[START DATASET ROWS]
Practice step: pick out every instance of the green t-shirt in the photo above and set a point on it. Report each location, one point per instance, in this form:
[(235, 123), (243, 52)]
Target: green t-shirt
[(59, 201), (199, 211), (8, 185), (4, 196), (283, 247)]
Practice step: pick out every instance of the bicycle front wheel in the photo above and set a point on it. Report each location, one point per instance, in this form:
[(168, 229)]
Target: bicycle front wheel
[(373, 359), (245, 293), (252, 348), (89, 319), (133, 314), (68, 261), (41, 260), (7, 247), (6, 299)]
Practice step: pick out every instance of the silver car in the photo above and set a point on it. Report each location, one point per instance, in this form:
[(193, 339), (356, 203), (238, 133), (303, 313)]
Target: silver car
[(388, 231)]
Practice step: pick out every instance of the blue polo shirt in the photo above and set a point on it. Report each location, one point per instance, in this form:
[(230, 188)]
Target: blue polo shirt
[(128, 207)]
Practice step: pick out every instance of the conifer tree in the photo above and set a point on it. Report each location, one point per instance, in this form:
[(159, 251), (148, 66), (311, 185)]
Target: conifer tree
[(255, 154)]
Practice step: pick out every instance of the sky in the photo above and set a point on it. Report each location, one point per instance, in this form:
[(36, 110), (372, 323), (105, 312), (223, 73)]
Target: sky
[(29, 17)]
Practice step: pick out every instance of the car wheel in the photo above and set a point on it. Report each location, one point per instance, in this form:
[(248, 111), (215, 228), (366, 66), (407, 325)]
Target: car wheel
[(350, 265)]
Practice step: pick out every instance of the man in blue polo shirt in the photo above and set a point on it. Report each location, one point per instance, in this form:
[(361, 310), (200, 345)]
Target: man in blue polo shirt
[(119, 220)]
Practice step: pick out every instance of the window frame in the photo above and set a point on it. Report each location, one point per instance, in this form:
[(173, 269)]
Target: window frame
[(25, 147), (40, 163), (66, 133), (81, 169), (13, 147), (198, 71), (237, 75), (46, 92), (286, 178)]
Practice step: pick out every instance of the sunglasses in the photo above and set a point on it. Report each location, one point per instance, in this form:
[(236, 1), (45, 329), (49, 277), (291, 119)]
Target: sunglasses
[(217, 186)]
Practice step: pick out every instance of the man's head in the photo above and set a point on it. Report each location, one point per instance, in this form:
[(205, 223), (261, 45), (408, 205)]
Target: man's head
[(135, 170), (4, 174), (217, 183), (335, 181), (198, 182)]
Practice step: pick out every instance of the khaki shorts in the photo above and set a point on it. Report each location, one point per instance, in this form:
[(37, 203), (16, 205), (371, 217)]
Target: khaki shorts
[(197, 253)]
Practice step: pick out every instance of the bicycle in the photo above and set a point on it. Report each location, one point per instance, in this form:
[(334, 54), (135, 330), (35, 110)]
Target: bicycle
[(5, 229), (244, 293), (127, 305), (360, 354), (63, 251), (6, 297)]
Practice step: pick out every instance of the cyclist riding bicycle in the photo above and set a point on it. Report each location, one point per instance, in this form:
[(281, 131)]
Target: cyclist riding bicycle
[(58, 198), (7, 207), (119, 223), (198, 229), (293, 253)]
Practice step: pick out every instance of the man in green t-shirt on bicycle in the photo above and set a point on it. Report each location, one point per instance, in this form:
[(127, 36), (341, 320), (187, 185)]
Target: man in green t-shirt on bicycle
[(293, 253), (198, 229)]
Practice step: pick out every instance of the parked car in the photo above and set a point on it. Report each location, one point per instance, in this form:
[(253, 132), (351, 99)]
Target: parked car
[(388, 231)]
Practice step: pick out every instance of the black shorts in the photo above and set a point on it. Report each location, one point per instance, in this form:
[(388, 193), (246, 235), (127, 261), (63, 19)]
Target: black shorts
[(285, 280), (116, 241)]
[END DATASET ROWS]
Copy word for word the rows starting at the line containing "Practice step: pick out every instance of the sunglasses" and ending at the line containing "[(197, 253)]", with both of those lines included.

Practice step: pick out every instance of the sunglasses in the photo above and set a point on it. Report each location, one point per instance, in this form:
[(236, 1), (45, 329), (49, 277), (291, 119)]
Target: sunglasses
[(217, 186)]
Practice step: pick out every instance of the man's head in the photo above and set a point on it. Report each location, one point per instance, in this form:
[(205, 223), (261, 45), (408, 205)]
Target: man's head
[(135, 170), (4, 174), (217, 183), (335, 181), (198, 182)]
Practice step: pick out every instance of the khaki shorts in the photo above and set a point on it. Report each location, one point per instance, in this form:
[(37, 203), (16, 205), (371, 217)]
Target: khaki shorts
[(197, 253)]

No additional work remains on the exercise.